[Start of section]
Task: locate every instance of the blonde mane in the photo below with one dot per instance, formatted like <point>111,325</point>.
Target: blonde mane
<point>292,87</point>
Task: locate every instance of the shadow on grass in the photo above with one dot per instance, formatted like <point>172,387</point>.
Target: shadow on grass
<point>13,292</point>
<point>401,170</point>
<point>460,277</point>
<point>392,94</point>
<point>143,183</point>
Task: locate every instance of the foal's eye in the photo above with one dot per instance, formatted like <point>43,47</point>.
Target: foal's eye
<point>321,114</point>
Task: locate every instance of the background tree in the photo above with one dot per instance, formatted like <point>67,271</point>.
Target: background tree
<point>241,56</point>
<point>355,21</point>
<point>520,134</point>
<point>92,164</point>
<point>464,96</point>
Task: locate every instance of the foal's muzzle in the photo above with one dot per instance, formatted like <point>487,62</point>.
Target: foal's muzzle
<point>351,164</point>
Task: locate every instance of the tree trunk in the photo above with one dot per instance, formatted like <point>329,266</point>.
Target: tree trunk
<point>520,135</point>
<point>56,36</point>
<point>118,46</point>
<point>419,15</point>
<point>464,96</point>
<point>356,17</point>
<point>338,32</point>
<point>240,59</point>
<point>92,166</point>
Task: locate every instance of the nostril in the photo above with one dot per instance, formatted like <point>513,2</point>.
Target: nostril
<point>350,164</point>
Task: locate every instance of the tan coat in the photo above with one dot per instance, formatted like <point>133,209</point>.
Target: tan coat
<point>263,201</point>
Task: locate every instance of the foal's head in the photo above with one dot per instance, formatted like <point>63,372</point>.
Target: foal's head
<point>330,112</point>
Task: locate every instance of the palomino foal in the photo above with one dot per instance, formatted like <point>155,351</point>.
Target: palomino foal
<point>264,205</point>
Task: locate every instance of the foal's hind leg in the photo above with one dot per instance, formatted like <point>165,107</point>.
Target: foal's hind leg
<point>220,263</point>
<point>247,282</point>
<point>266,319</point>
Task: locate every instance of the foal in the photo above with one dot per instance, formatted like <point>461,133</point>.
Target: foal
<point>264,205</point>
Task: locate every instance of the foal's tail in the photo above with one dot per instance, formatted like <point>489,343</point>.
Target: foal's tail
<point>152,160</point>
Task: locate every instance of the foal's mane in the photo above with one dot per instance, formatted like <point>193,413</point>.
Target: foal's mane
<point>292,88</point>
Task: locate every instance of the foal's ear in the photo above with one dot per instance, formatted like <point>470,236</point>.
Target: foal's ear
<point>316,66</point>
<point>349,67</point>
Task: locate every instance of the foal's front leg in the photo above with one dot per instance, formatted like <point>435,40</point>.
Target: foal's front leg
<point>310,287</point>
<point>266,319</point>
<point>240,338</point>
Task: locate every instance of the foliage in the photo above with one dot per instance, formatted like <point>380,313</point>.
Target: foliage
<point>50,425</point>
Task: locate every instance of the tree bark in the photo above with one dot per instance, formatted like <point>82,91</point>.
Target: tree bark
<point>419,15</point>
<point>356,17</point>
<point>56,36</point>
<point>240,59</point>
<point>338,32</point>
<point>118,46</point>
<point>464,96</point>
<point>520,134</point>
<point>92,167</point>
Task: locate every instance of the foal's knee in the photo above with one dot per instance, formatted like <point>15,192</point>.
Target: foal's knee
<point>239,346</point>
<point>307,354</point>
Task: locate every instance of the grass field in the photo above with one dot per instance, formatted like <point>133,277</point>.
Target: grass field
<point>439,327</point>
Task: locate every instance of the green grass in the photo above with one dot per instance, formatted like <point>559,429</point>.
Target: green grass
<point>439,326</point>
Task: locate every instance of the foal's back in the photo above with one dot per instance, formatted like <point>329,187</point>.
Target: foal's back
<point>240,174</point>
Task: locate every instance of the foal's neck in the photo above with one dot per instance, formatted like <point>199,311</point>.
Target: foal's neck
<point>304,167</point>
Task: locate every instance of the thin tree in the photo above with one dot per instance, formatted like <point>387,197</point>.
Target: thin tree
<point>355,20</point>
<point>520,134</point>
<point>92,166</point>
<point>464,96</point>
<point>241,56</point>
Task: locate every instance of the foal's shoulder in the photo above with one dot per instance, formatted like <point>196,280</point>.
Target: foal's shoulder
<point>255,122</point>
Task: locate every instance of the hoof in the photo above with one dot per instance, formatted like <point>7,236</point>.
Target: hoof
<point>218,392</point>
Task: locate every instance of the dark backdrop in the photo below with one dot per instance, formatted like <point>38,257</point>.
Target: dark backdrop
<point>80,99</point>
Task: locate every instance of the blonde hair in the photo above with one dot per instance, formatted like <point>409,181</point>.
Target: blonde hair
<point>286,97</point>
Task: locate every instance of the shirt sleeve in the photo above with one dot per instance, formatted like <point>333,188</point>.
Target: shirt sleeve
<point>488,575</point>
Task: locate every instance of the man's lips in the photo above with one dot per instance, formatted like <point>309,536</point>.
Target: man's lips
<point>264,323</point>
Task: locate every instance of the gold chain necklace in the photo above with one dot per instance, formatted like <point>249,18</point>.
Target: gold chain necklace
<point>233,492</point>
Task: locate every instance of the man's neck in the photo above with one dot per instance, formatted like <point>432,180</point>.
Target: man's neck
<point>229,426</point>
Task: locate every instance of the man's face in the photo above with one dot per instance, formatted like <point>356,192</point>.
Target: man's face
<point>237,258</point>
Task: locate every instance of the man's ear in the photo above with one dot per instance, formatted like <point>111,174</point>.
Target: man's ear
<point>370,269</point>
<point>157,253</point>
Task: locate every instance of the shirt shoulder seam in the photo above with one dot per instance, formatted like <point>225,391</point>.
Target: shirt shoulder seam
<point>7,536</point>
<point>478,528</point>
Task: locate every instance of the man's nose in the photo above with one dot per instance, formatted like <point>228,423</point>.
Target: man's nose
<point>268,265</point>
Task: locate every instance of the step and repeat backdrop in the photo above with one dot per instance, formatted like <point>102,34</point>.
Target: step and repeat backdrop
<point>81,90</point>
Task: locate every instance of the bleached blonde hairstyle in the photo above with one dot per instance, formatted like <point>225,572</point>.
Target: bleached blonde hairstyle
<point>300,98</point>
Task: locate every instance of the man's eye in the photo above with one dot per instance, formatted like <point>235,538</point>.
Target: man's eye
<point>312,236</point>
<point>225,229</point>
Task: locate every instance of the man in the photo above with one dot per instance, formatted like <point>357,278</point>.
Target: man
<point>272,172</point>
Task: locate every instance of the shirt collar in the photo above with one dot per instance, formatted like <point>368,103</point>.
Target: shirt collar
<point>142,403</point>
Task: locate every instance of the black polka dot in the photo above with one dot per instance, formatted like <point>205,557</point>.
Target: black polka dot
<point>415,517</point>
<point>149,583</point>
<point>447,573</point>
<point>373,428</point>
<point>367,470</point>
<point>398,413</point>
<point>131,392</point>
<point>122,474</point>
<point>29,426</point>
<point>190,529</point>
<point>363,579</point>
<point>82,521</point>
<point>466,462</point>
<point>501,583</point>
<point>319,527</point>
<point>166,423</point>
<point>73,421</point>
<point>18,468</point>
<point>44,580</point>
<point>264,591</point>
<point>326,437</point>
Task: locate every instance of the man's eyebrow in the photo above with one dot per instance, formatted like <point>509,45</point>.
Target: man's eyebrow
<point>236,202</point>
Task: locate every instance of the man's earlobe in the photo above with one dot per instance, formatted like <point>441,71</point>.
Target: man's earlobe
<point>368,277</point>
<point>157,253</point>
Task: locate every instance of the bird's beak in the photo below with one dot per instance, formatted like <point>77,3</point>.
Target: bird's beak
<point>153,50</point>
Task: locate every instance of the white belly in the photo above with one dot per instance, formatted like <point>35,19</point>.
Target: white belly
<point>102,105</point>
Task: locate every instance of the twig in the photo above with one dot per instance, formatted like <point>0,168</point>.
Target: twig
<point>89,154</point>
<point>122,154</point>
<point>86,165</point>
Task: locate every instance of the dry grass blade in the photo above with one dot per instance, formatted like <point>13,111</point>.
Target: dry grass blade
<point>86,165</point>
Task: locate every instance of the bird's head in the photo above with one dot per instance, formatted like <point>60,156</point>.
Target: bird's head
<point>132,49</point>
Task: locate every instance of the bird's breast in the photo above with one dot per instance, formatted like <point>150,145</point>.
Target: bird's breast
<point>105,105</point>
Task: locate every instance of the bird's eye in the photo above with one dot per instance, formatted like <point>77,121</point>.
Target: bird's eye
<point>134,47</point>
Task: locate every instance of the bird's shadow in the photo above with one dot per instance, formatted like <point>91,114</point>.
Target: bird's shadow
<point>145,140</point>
[End of section]
## WHAT THE TASK ASKS
Leaving out every line before the one with "Task: locate every instance of the bird's breast", print the rest of the listing above exactly, through its final line.

## THE COMPLETED TASK
Task: locate every instance of the bird's breast in the photo above with one dot per instance, formatted like <point>150,145</point>.
Target: bird's breast
<point>105,105</point>
Task: locate every instance of the bird's eye in the photo above with one dot per instance, formatted like <point>77,121</point>.
Target: bird's eye
<point>134,47</point>
Task: locate every instance of the bird's shadow in the photo above with one dot per instance, formatted like <point>91,114</point>.
Target: bird's shadow
<point>145,140</point>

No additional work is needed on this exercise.